» Data extract:
◇ ◇ ◇ ◇ ◇ ◇ ◇

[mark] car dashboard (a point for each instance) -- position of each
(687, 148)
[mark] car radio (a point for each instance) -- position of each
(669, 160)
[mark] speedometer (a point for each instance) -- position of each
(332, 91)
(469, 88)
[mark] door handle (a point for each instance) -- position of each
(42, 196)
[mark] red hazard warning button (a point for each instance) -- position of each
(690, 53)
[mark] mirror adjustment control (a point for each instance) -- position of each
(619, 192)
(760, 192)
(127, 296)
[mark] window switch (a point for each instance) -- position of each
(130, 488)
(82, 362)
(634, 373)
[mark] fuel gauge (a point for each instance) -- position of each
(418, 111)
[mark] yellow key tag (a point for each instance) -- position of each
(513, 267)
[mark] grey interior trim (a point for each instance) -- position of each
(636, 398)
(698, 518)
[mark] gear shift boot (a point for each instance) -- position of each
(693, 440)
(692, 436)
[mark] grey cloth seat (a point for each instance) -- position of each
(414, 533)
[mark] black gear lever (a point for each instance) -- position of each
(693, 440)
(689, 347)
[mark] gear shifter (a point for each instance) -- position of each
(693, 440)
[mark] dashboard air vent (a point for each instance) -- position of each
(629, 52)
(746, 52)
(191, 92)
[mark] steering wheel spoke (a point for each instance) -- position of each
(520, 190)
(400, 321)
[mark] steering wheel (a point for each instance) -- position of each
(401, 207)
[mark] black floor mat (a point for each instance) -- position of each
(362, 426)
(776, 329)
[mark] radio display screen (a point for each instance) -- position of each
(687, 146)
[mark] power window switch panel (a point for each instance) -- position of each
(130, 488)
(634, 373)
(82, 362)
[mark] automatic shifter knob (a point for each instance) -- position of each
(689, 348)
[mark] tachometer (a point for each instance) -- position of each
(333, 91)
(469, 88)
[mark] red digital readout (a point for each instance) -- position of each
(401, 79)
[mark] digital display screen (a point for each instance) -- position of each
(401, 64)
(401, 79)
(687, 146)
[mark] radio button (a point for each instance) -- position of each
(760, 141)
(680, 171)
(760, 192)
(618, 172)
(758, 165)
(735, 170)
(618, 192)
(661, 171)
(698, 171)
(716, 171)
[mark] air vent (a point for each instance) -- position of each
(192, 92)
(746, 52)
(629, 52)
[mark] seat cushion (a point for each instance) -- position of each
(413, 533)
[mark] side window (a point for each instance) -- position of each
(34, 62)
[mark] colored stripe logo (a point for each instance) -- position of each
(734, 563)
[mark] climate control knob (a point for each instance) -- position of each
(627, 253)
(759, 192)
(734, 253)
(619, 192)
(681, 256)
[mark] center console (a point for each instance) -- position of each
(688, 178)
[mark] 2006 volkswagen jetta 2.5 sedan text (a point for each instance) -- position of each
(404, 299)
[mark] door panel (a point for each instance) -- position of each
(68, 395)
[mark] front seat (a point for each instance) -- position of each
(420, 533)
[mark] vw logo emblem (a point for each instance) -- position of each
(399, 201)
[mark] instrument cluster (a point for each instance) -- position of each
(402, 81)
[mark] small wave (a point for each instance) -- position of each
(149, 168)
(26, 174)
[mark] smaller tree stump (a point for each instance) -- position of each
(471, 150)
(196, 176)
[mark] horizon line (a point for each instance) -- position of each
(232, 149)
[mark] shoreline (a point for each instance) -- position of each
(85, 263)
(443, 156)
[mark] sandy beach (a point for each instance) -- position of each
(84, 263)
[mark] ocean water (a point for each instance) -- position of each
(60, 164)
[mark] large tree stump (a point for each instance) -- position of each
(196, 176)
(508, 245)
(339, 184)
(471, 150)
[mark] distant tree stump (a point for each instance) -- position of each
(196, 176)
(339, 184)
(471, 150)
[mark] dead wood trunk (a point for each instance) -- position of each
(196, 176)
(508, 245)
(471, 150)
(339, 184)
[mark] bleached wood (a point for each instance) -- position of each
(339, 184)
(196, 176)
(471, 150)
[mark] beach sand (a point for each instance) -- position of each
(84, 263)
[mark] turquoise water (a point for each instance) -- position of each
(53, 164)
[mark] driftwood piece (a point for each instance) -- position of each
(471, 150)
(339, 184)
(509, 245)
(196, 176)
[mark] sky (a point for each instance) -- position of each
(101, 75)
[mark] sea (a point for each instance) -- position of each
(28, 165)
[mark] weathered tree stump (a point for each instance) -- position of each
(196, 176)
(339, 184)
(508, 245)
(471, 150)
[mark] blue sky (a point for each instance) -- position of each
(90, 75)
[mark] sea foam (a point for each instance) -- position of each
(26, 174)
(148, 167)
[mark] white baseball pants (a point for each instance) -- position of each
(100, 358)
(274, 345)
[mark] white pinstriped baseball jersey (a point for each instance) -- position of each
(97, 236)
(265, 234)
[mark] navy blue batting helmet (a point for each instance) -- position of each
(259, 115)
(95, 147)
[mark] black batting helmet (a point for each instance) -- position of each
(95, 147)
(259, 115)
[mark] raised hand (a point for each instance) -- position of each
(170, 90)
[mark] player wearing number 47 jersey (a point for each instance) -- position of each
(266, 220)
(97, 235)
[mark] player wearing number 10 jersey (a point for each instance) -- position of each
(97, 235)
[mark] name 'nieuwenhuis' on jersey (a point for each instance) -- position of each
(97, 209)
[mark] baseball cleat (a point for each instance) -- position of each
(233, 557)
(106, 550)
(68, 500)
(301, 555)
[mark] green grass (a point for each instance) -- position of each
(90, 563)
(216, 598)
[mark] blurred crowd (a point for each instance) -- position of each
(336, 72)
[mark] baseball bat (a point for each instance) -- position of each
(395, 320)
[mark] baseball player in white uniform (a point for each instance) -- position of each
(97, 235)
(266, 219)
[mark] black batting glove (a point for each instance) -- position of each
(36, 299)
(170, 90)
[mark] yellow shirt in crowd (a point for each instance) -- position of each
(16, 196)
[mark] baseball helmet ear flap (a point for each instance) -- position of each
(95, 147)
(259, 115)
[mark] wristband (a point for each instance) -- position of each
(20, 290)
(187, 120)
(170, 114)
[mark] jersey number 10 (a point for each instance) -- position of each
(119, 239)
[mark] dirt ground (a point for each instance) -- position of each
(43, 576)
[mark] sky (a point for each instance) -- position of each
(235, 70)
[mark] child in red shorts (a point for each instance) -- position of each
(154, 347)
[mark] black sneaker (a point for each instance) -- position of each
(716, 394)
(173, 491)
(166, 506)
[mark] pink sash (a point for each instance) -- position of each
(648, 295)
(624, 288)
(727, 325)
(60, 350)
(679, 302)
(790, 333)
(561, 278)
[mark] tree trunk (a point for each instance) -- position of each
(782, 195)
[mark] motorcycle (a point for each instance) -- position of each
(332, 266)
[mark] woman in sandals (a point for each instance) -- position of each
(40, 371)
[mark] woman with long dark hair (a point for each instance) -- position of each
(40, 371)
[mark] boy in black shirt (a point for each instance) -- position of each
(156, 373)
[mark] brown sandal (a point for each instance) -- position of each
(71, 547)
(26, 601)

◇ ◇ ◇ ◇ ◇ ◇ ◇

» The task: Rewrite every row from the one containing "[mark] jersey number" through the final row, adding 89 to each number in the point coordinates of the answers.

» Expected answer:
[mark] jersey number 10 (a point for each instance) -- position of each
(208, 328)
[mark] dirt ground (a point for each instance) -- position of each
(132, 665)
[mark] sky (a point for each instance) -- position of each
(324, 159)
[mark] child in red shorts (a point for each instance) -- position of each
(243, 436)
[mark] black sneaker (a point for each instance) -- position of each
(805, 483)
(262, 580)
(255, 595)
[mark] pink sash (a point for each instance) -- position of each
(737, 384)
(713, 377)
(816, 414)
(149, 439)
(768, 391)
(879, 422)
(650, 367)
[mark] tree trunk (a point for each instance) -- position of each
(871, 284)
[mark] motorcycle (a point for each instance) -- position of each
(421, 355)
[mark] woman in sandals (a point for each instance) -- position of each
(129, 460)
[mark] woman with long dark hair (a point for each instance) -- position of each
(129, 460)
[mark] boy in black shirt (a point for each instance) -- position of each
(245, 462)
[mark] brown sandal (a point for each instance) -- position of each
(160, 636)
(115, 690)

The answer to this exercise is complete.